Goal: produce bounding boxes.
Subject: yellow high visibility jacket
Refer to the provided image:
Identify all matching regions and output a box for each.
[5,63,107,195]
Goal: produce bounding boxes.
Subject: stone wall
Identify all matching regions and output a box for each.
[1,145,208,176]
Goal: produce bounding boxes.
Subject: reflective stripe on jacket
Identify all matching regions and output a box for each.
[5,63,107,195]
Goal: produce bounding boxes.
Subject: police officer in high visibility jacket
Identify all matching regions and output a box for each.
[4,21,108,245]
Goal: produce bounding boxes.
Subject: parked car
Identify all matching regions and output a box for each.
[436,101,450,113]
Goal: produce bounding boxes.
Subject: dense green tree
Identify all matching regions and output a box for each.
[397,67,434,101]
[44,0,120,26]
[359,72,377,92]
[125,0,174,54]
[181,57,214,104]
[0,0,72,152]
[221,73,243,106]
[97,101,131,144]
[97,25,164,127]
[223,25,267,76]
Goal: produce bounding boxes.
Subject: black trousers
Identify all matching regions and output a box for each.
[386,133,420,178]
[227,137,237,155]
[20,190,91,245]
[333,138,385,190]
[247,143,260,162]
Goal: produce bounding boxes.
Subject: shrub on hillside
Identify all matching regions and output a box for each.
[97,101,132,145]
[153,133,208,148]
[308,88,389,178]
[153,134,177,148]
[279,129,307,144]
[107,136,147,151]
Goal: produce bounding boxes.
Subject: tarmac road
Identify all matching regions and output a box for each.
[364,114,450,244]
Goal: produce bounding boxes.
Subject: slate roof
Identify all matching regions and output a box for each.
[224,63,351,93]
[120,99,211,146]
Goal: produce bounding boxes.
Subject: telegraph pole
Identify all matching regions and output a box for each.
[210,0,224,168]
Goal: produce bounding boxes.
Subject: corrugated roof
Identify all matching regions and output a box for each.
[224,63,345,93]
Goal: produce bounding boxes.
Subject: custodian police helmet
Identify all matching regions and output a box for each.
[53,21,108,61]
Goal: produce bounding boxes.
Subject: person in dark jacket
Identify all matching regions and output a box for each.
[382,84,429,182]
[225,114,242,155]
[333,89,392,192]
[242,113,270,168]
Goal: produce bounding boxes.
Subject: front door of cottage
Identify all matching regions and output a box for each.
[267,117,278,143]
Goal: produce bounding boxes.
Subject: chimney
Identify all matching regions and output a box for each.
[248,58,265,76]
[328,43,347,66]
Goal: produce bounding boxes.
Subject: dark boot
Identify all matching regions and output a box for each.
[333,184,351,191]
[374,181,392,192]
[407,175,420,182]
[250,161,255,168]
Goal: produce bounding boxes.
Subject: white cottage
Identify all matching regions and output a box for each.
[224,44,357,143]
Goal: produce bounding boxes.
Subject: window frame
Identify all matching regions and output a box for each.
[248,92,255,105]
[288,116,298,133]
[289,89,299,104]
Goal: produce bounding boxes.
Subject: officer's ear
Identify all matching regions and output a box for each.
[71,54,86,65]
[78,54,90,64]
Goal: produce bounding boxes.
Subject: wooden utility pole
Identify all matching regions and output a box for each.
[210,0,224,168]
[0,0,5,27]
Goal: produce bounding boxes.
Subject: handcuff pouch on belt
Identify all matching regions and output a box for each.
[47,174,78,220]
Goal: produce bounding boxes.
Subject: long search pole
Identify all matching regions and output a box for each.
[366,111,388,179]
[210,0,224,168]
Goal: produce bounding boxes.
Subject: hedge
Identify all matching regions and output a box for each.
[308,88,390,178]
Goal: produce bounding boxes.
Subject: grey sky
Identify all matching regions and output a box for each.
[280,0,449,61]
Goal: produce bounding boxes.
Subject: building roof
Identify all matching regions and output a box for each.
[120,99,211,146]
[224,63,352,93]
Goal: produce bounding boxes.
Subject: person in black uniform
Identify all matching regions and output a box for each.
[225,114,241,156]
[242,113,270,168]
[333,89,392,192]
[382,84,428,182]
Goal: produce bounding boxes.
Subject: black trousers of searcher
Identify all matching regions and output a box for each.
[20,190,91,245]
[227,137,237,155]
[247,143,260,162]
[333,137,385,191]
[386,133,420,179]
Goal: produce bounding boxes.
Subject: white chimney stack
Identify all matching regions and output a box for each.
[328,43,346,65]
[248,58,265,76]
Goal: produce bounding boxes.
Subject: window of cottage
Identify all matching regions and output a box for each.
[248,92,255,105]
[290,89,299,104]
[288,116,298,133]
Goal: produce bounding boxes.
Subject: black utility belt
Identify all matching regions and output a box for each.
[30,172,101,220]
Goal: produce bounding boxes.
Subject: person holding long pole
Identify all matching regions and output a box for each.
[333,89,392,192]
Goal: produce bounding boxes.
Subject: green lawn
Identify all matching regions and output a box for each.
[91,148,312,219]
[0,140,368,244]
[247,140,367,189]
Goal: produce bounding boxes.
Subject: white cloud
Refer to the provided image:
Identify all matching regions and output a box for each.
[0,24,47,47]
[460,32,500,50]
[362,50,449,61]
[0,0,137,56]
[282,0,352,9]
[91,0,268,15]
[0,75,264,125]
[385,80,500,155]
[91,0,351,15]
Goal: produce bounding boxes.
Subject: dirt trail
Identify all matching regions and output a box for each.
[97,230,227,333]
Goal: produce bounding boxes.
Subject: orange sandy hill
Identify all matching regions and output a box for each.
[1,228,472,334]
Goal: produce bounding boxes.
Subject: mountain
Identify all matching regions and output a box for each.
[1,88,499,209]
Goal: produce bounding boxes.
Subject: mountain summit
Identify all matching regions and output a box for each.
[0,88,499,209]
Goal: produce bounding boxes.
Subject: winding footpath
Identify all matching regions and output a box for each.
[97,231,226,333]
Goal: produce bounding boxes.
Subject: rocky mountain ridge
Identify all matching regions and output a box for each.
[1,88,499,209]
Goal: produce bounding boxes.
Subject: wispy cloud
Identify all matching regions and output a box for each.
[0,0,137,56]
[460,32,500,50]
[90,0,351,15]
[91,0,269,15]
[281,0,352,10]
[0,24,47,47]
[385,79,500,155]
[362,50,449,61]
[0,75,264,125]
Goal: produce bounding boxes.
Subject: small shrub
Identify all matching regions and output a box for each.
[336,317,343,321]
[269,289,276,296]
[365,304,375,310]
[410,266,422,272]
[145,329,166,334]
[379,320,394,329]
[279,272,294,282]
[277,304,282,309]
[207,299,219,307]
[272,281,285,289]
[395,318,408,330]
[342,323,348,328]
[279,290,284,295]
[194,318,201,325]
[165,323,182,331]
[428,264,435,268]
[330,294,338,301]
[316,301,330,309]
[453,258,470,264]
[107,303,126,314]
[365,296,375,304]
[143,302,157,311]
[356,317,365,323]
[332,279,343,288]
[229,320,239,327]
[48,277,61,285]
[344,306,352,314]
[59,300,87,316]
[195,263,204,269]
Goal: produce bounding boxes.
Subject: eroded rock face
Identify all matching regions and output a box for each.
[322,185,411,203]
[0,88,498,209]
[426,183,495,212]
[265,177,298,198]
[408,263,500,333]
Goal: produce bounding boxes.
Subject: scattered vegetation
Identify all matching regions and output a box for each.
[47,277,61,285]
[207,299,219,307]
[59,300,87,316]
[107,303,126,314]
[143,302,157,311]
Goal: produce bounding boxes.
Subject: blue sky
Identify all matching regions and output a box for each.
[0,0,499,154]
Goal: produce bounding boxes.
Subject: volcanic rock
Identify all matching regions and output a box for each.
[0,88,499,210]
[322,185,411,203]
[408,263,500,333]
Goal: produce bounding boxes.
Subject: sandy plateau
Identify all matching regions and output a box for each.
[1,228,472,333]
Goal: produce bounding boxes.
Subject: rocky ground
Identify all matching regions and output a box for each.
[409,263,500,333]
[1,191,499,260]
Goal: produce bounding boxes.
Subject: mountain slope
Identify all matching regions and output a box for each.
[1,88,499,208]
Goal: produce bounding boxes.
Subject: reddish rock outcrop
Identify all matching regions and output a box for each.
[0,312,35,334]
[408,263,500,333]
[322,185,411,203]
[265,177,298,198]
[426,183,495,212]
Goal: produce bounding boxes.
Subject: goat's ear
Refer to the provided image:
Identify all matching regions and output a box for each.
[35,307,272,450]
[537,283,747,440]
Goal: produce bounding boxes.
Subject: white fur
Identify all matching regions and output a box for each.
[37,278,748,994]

== The problem ==
Lines containing the word "shrub" are to be pulled from the records and copied.

== Answer box ==
Subject: shrub on hillside
Subject: small shrub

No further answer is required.